Sunday, 15 September 2013

Data: not the why, but the how (and then, what?)

Simon Hodson introduces CODATA
It is now old news that data - its production, management and re-use potential - is of growing significance to all the key stakeholders within the scholarly communication ecosystem. Publishers need to navigate the emerging landscape of technology, researcher and industry needs, and funders’ and policy-makers’ priorities in order to continue supporting the growth and discoverability of knowledge.

Wiley's Fiona Murphy chaired a panel discussion that provided publishers with insights on how – and by whom – the roadmap is being written, as well as its challenges and potential opportunities from researchers, funders and industry perspectives.

Simon Hodson, Executive Director at CODATA, provided an overview of their work. Their focus is on strengthening international science for the benefits of society by promoting improved scientific and technical data management and use. It is an international community and network of expertise on data issues. Their key areas of activity are policy frameworks for data, frontiers in data science and technology and data strategies. They develop data citation, standards and practices. September sees the release of their major report Out of Cite, Out of Mind.

Hodson provided an overview of relevant data policy including the Royal Society Science as an Open Enterprise Report from 2012. Examples of projects relating to data policy include the Dryad Joint Data Archiving Policy and Dryad Sustainability.

Kerstin Lehnert, Director of the Integrated Earth Data Applications Research Group (IEDA), provided a view of data from the researcher's perspective. Why open access to data? There are two main reasons: to allow verification of research results and to make data accessible for re-use.

Kerstin Leynert on useful data
Data must be fit for re-use: it must be discoverable, be openly accessible, be safe and it must be useful. One example of useful data is the Sloan Digital Sky Survey. It contains 2000 articles with over 70,000 citations, and a lot of useful science has come out of it. Another example is Earthchem Synthesis. Within 2 minutes you can explore the whole literature and create a map with different composition of different areas. It has seamless integration within the discipline.

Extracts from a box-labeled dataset
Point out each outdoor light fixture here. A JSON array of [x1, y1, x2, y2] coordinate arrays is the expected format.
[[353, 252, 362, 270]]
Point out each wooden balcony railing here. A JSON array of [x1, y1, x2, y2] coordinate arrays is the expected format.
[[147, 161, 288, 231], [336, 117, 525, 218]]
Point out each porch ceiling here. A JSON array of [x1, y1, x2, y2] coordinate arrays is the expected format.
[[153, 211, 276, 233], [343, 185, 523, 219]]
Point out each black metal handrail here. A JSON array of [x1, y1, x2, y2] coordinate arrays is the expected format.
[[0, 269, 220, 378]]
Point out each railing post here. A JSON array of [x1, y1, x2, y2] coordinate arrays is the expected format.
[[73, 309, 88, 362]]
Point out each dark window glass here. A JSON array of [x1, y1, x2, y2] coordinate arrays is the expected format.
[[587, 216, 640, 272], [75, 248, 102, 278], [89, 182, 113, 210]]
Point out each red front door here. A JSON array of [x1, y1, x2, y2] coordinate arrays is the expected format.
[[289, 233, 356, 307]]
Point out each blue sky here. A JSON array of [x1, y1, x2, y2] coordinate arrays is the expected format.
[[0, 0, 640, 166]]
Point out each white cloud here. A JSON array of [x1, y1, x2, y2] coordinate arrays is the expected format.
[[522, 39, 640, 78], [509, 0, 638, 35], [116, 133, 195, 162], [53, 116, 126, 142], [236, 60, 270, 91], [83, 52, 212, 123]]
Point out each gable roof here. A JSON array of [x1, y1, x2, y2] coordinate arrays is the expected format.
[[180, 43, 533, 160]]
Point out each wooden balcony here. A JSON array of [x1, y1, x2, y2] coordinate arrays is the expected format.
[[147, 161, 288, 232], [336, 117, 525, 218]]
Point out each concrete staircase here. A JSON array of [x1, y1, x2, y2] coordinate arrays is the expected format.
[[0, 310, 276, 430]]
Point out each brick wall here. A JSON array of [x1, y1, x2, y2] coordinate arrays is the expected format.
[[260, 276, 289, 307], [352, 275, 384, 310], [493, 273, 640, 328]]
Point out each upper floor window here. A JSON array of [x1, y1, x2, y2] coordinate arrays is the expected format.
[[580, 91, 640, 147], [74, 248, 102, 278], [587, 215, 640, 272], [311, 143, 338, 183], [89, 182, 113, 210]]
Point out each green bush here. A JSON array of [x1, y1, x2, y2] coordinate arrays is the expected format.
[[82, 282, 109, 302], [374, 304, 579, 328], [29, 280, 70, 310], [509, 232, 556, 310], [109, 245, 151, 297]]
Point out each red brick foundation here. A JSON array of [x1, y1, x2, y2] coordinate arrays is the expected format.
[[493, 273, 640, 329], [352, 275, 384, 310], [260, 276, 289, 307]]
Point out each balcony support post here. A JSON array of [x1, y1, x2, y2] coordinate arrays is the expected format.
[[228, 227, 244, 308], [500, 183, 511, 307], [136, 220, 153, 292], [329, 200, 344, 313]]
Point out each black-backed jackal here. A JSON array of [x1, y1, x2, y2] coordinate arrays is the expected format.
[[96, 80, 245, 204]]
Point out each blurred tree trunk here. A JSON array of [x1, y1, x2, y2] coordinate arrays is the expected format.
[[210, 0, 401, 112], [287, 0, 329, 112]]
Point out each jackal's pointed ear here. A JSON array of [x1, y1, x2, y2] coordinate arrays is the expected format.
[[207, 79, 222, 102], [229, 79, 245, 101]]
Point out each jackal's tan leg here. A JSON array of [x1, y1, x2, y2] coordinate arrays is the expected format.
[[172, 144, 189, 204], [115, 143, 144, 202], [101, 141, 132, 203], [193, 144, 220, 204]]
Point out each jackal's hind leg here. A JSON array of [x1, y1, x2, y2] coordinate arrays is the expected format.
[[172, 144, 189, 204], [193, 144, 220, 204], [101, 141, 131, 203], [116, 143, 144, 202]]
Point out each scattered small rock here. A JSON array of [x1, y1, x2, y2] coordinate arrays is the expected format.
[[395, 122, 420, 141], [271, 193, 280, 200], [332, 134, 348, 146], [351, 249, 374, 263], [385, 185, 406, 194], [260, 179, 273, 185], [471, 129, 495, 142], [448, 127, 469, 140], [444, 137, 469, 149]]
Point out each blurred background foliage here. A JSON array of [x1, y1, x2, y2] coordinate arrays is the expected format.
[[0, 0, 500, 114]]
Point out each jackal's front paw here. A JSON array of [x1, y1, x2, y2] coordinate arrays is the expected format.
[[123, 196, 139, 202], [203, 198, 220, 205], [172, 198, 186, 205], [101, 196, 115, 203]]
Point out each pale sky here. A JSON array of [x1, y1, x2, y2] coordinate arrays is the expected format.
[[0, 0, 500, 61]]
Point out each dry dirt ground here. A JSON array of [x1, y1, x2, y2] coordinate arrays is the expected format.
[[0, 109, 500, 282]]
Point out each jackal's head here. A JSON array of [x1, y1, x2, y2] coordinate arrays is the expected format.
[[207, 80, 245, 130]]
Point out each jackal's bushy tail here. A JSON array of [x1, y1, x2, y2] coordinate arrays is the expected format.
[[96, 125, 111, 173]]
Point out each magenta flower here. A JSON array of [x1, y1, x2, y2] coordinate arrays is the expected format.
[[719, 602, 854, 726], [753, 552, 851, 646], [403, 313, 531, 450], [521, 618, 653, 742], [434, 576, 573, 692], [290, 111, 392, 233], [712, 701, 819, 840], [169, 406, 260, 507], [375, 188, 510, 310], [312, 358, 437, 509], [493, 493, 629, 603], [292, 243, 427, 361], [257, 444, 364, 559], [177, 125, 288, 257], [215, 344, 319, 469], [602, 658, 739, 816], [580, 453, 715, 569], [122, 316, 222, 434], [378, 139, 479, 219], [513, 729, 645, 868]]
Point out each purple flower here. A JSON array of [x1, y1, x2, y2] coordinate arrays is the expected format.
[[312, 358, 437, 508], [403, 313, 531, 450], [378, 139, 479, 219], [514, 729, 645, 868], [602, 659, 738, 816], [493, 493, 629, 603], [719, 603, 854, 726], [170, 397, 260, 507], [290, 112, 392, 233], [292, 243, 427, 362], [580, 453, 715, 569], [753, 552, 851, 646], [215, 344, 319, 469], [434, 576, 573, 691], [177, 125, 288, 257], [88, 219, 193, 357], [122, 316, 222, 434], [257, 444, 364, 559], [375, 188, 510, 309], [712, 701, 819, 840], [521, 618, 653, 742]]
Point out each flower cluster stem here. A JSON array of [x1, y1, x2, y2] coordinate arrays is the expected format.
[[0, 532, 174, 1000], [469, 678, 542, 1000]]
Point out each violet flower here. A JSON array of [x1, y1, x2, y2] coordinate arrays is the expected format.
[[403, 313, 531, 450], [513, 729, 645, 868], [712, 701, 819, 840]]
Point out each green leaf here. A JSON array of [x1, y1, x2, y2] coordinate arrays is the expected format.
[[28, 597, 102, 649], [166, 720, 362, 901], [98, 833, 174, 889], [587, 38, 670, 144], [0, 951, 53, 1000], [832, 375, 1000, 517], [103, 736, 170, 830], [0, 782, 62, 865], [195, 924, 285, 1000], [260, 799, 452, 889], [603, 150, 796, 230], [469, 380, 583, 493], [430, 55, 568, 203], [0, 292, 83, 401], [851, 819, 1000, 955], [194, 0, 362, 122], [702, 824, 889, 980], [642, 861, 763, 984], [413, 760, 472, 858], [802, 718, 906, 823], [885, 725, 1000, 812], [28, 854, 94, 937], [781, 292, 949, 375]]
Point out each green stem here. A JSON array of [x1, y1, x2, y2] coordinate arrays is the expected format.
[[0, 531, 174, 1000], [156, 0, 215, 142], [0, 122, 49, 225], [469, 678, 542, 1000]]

Requirement:
In the post on the publishing panel about data, what two reasons for open access to data are given from the researcher's perspective? You don't need the rows for this.

Result of this exercise:
To allow verification of research results and to make data accessible for re-use.